§ **Descrizione del compito**: Rinomina "Drop a pin" in "Place a point" in tutto l'elenco che segue e riscrivi le righe lasciando il resto invariato. Escludi le immagini dalla risposta.

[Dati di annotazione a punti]
------------------------------------------------------------------------
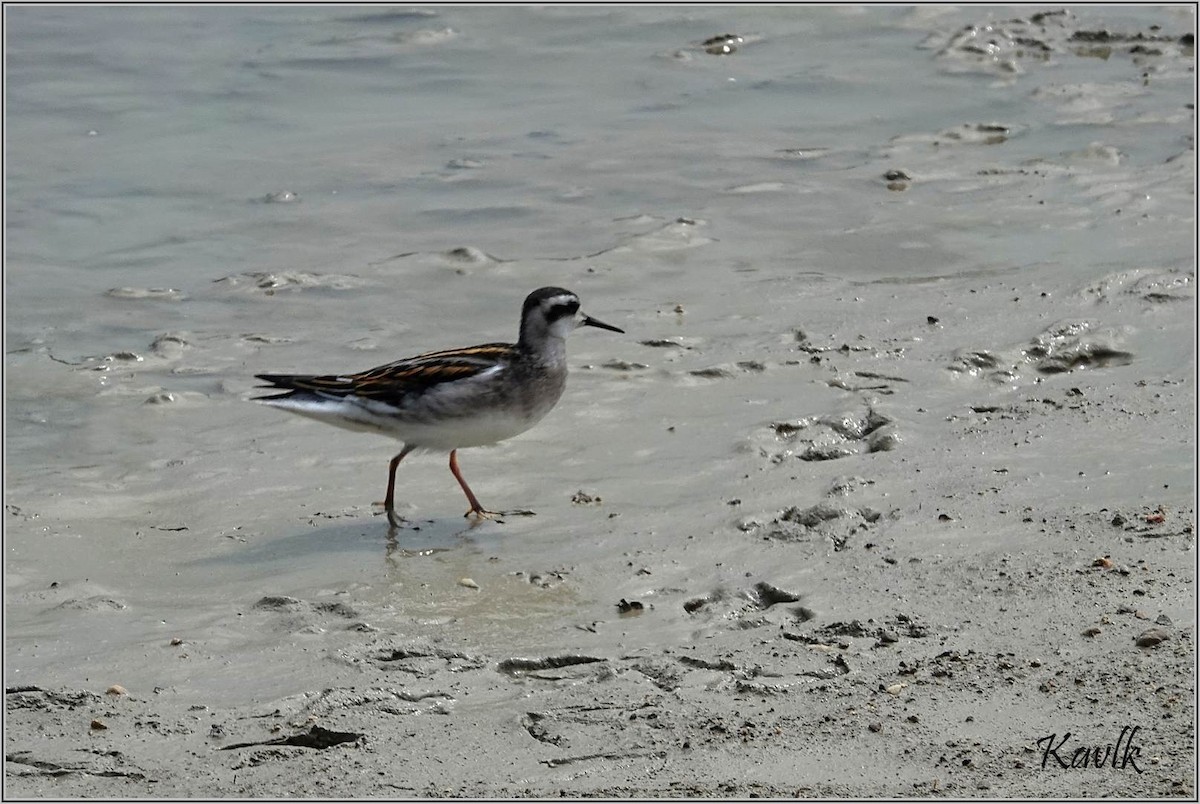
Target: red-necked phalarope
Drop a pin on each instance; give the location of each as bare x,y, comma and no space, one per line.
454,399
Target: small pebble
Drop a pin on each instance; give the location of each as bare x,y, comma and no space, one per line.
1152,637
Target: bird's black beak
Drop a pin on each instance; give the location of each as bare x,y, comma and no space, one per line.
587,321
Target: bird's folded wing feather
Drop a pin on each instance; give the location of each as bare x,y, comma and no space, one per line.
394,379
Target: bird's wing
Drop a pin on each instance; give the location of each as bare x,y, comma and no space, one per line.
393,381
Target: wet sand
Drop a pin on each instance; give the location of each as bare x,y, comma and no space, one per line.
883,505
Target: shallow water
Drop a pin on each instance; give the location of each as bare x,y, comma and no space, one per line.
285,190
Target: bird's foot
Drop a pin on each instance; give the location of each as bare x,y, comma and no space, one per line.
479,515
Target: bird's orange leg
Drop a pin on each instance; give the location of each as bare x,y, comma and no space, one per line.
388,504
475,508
------------------------------------------------------------------------
§ **In risposta**:
Target: red-necked phalarope
Place a point on each instance; give the location of each as bare x,y, comma and no space, one per line.
454,399
Target: small pebble
Place a point on each instance; give the location of each as bare x,y, comma and no space, one per line.
1152,637
Target: bird's black beak
Place a point on each instance; give the location of each as bare x,y, comma and no space, one per line.
587,321
Target: bird's folded wing feather
Place a point on each instance; give the location of each as bare x,y, comma and no space, one per line.
394,379
Target: bird's wing
Place a point on each instance; give the location of each as bare x,y, comma and no space, one per line.
393,381
Target: wet sand
Place a point on each instance; give the location of each as bare x,y, comma and no space, one per line.
883,505
Target: shallow water
Place a point on each instance; give the location of each as bare x,y, comma and no space, one per line.
285,190
Target: bird's foot
Place a point on each instance; give the location of each as bare x,y, comma and no space, one per line.
479,515
Target: bird's orange leg
Place a point on each instance; give the location of each as bare x,y, comma and no space, one per line.
388,504
475,508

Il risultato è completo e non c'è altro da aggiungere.